:: Problem to solve ::
Can you write out the neuroscience abstract below, word for word, taking in everything from "J. Breder, U." down to "model of hypoxia/hypoglycemia."?

:: Provided text ::
....
26th Annual Meeting of the Society for Neuroscience, November 16-21, 1996, Washington, D.C.

Protein kinase C inhibitors attenuate the protective effect of class I metabotropic glutamate receptor agonists against hypoxic/hypoglycemic injury in hippocampal slices

J. Breder, U. H. Schröder, T. Jäger, T. Opitz, C. F. Sabelhaus, D. Balschun* and K. Reymann


During hypoxia and ischemia an excessive release of glutamate eventually leads to sustained neuronal damage. To investigate the influence of metabotropic glutamate receptors (mGluRs) on neuronal injury caused by cerebral hypoxia/ischemia, we employed an in vitro model of hypoxia/hypoglycemia.
Hippocampal slices from 7-week-old male Wistar rats were transiently exposed to an oxygen and glucose free environment in an interface chamber. The synaptically evoked population spike in the CA1 region was taken as a measure of neuronal viability.
Under control conditions the population spike amplitude recovered incompletely (48.5±3.6 % of baseline values) within one hour after termination of the hypoxic/hypoglycemic event. The specific class I mGluR agonists trans azetidine2,4 dicarboxylic acid (trans ADA, 100 mM) and 3,5 dihydroxy-phenylglycine (DHPG, 10 mM) were highly protective (89.3±3.8 % and 93.8 ±2.1% of baseline values respectively) when applied before the event. Co-application of the protein kinase C (PKC) inhibitors staurosporine (100 nM) and chelerythrine (30 mM) reduced the recovery rate to 39.3±7.9 % and 57.1±11.7% of baseline values respectively.
....
:: Excerpted data ::
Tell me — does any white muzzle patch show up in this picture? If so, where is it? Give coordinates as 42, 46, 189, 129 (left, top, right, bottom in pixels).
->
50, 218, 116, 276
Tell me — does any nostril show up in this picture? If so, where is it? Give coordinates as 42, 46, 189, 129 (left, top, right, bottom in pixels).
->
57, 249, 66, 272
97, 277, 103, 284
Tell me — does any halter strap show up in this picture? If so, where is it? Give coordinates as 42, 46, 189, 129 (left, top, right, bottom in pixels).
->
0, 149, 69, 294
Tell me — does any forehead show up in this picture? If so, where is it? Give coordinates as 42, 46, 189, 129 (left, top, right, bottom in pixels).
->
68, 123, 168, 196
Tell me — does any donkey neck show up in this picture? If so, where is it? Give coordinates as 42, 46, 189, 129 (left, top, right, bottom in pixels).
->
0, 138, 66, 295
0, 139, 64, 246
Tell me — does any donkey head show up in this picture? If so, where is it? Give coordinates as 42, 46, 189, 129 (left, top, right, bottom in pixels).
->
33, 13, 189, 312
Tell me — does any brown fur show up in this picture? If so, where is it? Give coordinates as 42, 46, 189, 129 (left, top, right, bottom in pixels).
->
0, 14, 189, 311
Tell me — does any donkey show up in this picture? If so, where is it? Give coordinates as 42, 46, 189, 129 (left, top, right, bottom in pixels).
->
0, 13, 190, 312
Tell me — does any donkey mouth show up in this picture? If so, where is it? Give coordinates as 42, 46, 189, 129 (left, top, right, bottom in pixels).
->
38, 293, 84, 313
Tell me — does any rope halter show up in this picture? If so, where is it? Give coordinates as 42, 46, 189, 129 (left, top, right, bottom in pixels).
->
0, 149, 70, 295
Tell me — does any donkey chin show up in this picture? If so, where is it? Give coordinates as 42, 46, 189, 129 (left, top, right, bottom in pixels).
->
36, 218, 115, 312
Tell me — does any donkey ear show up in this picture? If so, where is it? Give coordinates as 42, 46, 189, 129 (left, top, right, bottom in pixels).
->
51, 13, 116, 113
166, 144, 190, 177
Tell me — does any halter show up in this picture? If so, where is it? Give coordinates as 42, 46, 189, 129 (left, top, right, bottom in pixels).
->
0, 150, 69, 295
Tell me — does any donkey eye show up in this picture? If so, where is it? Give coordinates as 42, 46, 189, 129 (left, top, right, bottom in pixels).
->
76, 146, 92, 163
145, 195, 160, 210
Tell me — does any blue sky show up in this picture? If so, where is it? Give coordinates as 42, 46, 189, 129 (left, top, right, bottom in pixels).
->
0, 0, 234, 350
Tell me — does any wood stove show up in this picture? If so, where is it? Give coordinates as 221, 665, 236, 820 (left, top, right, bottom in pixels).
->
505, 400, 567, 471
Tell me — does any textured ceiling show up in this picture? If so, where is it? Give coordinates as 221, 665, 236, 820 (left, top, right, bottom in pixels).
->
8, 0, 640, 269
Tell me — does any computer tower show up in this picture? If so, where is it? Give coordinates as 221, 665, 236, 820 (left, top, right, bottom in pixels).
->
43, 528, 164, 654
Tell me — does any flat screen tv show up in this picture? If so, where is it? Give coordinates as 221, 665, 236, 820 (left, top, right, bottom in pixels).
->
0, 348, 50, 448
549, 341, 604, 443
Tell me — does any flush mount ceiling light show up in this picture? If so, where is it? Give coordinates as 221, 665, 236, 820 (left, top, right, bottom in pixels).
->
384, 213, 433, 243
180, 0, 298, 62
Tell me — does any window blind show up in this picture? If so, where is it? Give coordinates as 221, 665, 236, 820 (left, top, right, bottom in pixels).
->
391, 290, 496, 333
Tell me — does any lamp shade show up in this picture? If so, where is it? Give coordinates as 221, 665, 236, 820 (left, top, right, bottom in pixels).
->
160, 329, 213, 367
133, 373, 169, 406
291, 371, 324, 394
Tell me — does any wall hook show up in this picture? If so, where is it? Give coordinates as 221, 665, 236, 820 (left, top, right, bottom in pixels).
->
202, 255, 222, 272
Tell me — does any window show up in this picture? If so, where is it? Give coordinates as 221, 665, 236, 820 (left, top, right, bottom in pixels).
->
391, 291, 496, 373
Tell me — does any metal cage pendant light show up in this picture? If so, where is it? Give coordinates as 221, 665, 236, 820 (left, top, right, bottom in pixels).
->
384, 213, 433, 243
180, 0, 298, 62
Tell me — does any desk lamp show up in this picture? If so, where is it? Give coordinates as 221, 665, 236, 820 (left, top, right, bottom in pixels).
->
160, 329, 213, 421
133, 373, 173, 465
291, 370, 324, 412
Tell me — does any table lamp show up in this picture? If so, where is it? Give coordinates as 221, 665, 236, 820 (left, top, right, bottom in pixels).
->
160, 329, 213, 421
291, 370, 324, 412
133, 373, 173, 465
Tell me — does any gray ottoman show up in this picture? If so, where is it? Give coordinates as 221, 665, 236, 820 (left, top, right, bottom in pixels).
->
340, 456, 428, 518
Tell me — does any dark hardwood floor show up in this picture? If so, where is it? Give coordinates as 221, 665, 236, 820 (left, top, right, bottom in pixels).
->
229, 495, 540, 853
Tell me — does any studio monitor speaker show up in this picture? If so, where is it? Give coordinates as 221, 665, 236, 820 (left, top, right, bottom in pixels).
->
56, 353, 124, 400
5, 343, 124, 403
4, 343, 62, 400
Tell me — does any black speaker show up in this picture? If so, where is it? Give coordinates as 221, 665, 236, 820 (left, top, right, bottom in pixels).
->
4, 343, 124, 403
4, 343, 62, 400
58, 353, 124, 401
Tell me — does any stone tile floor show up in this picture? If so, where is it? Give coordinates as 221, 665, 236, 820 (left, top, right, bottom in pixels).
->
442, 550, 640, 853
....
:: Reply to the task ::
J. Breder, U. H. Schröder, T. Jäger, T. Opitz, C. F. Sabelhaus, D. Balschun* and K. Reymann


During hypoxia and ischemia an excessive release of glutamate eventually leads to sustained neuronal damage. To investigate the influence of metabotropic glutamate receptors (mGluRs) on neuronal injury caused by cerebral hypoxia/ischemia, we employed an in vitro model of hypoxia/hypoglycemia.